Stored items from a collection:
────────────────

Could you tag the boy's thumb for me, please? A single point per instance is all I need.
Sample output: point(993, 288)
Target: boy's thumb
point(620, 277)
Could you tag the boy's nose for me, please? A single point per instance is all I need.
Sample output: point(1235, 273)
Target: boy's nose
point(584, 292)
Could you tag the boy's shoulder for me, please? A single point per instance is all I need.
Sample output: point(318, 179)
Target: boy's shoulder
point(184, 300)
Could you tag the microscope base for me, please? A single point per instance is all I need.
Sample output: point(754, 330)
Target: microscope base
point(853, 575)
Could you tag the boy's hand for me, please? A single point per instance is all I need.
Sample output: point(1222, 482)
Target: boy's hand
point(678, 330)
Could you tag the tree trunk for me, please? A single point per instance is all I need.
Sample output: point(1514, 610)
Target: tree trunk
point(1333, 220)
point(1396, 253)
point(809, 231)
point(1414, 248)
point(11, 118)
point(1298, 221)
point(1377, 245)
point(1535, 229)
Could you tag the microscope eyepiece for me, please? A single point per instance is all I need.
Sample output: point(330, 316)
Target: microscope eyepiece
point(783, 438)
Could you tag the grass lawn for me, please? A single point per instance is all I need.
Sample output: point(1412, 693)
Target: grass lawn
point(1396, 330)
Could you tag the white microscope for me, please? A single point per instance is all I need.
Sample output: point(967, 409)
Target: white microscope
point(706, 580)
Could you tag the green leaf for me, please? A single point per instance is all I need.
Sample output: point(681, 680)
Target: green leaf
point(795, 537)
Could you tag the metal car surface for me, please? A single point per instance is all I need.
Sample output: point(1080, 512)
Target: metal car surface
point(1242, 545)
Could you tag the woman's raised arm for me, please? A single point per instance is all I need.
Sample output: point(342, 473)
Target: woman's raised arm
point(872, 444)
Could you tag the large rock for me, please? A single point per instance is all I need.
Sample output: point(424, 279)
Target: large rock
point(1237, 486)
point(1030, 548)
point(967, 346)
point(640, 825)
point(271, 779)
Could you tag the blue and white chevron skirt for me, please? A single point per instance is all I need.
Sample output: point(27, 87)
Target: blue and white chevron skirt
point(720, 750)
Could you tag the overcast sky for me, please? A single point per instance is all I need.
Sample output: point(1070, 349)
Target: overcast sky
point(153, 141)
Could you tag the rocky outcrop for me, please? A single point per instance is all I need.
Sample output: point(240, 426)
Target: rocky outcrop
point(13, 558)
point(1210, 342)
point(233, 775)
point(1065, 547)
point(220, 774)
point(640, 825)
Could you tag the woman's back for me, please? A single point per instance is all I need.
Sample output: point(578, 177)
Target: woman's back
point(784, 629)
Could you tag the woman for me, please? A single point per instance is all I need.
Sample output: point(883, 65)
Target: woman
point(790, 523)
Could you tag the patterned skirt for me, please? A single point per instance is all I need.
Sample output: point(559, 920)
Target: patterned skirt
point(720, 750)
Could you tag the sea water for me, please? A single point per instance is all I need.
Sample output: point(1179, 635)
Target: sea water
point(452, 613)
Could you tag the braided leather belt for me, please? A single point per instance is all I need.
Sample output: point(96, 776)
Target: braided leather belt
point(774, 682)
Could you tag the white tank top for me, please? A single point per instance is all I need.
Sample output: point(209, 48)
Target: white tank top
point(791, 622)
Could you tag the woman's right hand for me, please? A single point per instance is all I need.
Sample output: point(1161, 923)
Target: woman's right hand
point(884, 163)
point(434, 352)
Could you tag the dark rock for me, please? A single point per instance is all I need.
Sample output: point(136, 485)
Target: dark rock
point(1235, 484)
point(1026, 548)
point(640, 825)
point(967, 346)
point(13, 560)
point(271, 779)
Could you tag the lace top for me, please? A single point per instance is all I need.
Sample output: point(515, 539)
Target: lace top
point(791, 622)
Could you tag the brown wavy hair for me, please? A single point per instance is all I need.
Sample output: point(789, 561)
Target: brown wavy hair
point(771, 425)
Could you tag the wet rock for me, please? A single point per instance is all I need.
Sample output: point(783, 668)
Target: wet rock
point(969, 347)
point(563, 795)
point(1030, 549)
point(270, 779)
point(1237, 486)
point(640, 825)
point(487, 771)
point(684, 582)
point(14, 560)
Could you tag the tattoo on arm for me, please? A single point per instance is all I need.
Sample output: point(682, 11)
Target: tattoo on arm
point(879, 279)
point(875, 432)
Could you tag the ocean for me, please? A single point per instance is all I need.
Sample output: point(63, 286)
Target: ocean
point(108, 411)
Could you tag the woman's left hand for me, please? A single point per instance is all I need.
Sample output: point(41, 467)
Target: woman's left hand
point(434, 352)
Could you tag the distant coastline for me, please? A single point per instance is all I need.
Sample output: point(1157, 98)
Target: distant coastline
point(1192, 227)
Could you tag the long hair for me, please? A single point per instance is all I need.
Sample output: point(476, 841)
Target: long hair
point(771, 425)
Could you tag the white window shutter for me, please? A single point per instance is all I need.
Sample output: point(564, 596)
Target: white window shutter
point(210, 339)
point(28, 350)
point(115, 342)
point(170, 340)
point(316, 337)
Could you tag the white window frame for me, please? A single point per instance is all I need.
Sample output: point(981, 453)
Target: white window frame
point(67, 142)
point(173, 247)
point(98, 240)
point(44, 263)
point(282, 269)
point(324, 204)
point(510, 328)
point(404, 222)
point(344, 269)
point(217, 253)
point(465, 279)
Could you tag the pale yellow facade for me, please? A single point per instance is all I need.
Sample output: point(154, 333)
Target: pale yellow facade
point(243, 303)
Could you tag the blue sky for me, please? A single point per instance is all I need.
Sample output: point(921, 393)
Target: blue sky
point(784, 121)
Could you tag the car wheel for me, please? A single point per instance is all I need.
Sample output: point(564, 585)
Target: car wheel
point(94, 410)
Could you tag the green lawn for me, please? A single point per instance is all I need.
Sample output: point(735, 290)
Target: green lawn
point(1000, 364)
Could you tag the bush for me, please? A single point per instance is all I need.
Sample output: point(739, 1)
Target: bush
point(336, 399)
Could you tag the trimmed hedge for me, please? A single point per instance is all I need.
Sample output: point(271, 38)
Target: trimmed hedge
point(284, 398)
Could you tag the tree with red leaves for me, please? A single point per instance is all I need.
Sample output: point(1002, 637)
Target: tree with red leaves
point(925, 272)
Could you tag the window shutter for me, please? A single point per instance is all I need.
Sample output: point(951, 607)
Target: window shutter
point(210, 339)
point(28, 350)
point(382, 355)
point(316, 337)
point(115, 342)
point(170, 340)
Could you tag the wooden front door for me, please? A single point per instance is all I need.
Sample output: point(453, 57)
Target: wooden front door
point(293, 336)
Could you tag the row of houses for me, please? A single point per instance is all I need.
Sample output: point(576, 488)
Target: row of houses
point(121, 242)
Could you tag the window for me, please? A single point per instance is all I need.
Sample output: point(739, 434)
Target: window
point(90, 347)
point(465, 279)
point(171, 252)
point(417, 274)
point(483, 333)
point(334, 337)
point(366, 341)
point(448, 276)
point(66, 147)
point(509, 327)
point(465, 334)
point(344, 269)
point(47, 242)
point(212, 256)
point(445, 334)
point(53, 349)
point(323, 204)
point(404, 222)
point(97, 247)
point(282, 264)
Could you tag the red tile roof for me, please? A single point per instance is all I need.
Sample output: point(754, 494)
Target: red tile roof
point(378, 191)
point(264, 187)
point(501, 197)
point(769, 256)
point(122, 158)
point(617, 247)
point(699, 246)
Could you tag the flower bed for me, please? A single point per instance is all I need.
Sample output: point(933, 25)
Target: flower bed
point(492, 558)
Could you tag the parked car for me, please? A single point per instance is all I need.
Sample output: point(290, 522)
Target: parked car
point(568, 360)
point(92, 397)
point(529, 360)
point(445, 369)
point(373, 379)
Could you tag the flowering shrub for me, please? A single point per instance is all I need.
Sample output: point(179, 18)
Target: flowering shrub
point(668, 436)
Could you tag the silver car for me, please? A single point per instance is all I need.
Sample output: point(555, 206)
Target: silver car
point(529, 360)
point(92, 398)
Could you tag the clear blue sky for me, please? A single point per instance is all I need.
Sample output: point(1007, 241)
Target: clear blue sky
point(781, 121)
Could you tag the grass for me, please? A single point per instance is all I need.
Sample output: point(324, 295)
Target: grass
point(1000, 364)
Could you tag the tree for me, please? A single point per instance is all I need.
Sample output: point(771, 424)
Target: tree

────────────────

PROBLEM: Reproduce only the lines running from the one that contains "Could you tag the flower bed" to the last line of the records.

TASK RESULT:
Could you tag the flower bed for me, please? A single point per instance is all I need.
Sample output: point(933, 25)
Target: flower bed
point(492, 558)
Could you tag the parked car for me, please? A single point per instance is all I need.
Sample output: point(290, 522)
Target: parked car
point(568, 360)
point(92, 397)
point(529, 360)
point(445, 369)
point(373, 379)
Could you tag the flowering shrub for me, please? A single point per instance is all I need.
Sample output: point(179, 18)
Target: flowering shrub
point(668, 436)
Could you tag the silver car for me, please? A single point per instance is all I need.
Sample output: point(555, 206)
Target: silver car
point(529, 360)
point(92, 398)
Could you tag the clear blue sky for me, please? A single point per instance is all I need.
Sample output: point(1007, 241)
Target: clear blue sky
point(781, 121)
Could you tag the grass for me, please? A single point per instance is all I need.
Sample output: point(324, 295)
Target: grass
point(1000, 364)
Could you tag the tree for me, please? A single point per instance is all I need.
Sample output: point(771, 424)
Target: tree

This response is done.